■ WHAT THE EXERCISE ASKS ■
Render the lines of the material below as a Markdown table with the columns "No." and "Line", giving each line its row number and leaving out any blank lines.

* START INPUT *

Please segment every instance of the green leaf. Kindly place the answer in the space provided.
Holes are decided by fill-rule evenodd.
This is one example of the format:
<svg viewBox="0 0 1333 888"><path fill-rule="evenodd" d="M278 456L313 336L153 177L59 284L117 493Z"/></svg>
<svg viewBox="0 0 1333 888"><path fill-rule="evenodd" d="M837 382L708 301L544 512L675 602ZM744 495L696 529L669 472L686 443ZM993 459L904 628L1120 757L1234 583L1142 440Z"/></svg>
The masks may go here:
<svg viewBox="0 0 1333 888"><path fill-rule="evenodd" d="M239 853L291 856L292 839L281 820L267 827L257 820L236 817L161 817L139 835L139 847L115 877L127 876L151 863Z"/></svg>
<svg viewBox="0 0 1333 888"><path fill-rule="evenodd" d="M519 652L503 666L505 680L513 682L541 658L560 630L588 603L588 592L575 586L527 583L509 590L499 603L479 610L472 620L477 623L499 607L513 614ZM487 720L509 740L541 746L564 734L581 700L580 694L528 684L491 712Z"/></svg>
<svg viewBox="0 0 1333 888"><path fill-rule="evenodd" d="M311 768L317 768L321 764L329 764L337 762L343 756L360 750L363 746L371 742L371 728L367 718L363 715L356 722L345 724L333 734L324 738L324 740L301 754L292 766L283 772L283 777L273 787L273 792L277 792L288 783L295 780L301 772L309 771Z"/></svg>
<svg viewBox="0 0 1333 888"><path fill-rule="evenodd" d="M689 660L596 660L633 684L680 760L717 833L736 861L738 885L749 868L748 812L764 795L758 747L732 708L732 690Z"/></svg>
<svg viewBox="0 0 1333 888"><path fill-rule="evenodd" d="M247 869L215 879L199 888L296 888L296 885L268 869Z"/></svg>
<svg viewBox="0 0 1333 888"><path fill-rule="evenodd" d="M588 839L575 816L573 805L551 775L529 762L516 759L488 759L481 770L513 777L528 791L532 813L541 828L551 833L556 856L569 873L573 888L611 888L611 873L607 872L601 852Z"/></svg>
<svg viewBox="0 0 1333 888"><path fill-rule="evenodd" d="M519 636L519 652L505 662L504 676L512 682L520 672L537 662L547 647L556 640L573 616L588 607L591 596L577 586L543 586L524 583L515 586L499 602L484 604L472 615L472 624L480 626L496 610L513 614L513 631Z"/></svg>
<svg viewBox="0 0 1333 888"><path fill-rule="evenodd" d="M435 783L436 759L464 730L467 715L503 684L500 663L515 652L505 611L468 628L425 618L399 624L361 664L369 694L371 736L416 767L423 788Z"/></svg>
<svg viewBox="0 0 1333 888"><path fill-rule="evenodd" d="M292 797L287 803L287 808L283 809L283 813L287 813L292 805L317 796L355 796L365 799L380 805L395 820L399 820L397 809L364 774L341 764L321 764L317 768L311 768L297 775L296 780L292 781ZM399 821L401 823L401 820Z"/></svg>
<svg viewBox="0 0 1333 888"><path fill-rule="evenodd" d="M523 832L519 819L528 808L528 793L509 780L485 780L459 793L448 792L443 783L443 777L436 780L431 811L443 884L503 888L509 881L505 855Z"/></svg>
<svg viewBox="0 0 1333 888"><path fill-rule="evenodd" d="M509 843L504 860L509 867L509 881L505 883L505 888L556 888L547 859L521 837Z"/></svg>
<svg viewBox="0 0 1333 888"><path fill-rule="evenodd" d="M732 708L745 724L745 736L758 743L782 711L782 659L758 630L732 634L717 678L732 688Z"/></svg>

* END INPUT *

■ TASK RESPONSE ■
| No. | Line |
|---|---|
| 1 | Please segment every instance of the green leaf. Kindly place the answer in the space provided. |
| 2 | Holes are decided by fill-rule evenodd. |
| 3 | This is one example of the format: |
| 4 | <svg viewBox="0 0 1333 888"><path fill-rule="evenodd" d="M278 456L313 336L153 177L59 284L117 493Z"/></svg> |
| 5 | <svg viewBox="0 0 1333 888"><path fill-rule="evenodd" d="M837 382L708 301L544 512L675 602ZM744 495L696 529L669 472L686 443ZM993 459L904 628L1120 757L1234 583L1142 440Z"/></svg> |
| 6 | The masks may go here: |
| 7 | <svg viewBox="0 0 1333 888"><path fill-rule="evenodd" d="M239 853L291 856L292 839L281 820L267 827L257 820L236 817L161 817L139 835L139 847L115 877L127 876L151 863Z"/></svg> |
| 8 | <svg viewBox="0 0 1333 888"><path fill-rule="evenodd" d="M519 652L503 666L505 680L513 682L541 658L560 630L588 603L588 592L575 586L527 583L509 590L499 603L479 610L472 620L477 623L499 607L513 614ZM487 720L509 740L541 746L564 734L581 700L580 694L528 684L491 712Z"/></svg> |
| 9 | <svg viewBox="0 0 1333 888"><path fill-rule="evenodd" d="M311 768L317 768L321 764L329 764L337 762L343 756L360 750L363 746L371 742L371 728L367 718L363 715L356 722L345 724L333 734L324 738L324 740L301 754L292 766L283 772L283 777L273 787L273 792L277 792L288 783L295 780L301 772L309 771Z"/></svg> |
| 10 | <svg viewBox="0 0 1333 888"><path fill-rule="evenodd" d="M689 660L596 660L633 684L680 760L717 833L736 861L738 885L749 868L748 812L764 795L758 747L732 708L732 690Z"/></svg> |
| 11 | <svg viewBox="0 0 1333 888"><path fill-rule="evenodd" d="M247 869L215 879L199 888L296 888L296 885L268 869Z"/></svg> |
| 12 | <svg viewBox="0 0 1333 888"><path fill-rule="evenodd" d="M588 839L575 816L573 805L551 775L529 762L516 759L488 759L481 770L513 777L528 791L532 813L541 828L551 833L556 856L569 873L573 888L611 888L611 873L607 872L601 852Z"/></svg> |
| 13 | <svg viewBox="0 0 1333 888"><path fill-rule="evenodd" d="M519 636L519 652L505 662L504 676L512 682L520 672L537 662L547 647L556 640L573 616L588 607L591 596L577 586L543 586L524 583L515 586L499 602L484 604L472 615L472 624L480 626L496 610L513 614L513 631Z"/></svg> |
| 14 | <svg viewBox="0 0 1333 888"><path fill-rule="evenodd" d="M435 783L436 759L464 730L467 715L503 684L500 663L515 652L505 611L468 628L425 618L399 624L361 664L369 694L371 736L416 767L423 788Z"/></svg> |
| 15 | <svg viewBox="0 0 1333 888"><path fill-rule="evenodd" d="M292 797L287 803L287 808L283 809L283 813L287 813L292 805L317 796L355 796L365 799L380 805L395 820L399 820L397 809L364 774L341 764L321 764L317 768L311 768L297 775L296 780L292 781ZM399 821L401 823L401 820Z"/></svg> |
| 16 | <svg viewBox="0 0 1333 888"><path fill-rule="evenodd" d="M523 832L519 819L528 808L528 793L509 780L485 780L459 793L448 792L443 783L443 777L436 780L431 811L443 884L503 888L509 881L505 855Z"/></svg> |
| 17 | <svg viewBox="0 0 1333 888"><path fill-rule="evenodd" d="M509 843L504 860L509 867L509 881L505 883L505 888L556 888L547 859L521 837Z"/></svg> |
| 18 | <svg viewBox="0 0 1333 888"><path fill-rule="evenodd" d="M732 708L745 724L745 736L758 743L782 711L782 659L758 630L732 634L717 678L732 688Z"/></svg> |